The critical insight is that the leverage is multiplicative rather than additive when exercised simultaneously. Each country acting alone creates manageable pressure that Washington can hedge against or absorb. All three acting in parallel could create a pressure for which there is no obvious rapid domestic relief valve during an active planting window, and no alternative supply arrangement that can be scaled in time.
This is not without cost or risk. Countries that restrict exports during a global food crisis invite accusations of weaponizing food security, and Washington retains economic tools that could be deployed in retaliation. Morocco, China, and Canada would be making a calculated political bet, not pulling a consequence-free lever. That calculation is theirs to make. I am describing the geometry, not issuing instructions.
The Destination
What follows is a second-order proposal — more architectural, and more speculative, than the mechanism above. I separate it clearly because the fertilizer-leverage argument stands on its own evidence. The governance proposal is where I am reasoning further ahead.
The resolution of this crisis should include the establishment of a United Nations Maritime Safe Passage Authority for the Strait of Hormuz, operating under a mandate that bypasses Security Council veto paralysis through the Uniting for Peace mechanism — General Assembly Resolution 377, designed precisely for situations of this kind.
The composition of this Authority should exclude direct P5 naval command if it is to establish credibility with all parties. Candidate contributors with immediate legitimacy might include India, Brazil, South Africa, Indonesia, and Norway — nations with serious maritime capacity, non-aligned credibility, and comparatively limited imperial baggage in the region.
This framing serves Iranian interests: it removes the strait from unilateral American military dominance without requiring Tehran to describe the outcome as defeat.
This framing serves American institutional interests: the State Department’s long investment in rules-based international order is not inherently at odds with permanent multilateral governance of critical maritime chokepoints.

__THE DATA__:

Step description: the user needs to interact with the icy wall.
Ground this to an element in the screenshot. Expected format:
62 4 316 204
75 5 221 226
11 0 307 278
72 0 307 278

__TASKS TO CARRY OUT__:
**a)** In the text on the Strait of Hormuz, which General Assembly resolution is named as the Uniting for Peace mechanism?
**b)** Which nations does the text on the Strait of Hormuz name as candidate contributors to the proposed Authority?

__RESULTS FOR EACH TASK__:
**a)** General Assembly Resolution 377.

**b)** India, Brazil, South Africa, Indonesia, and Norway.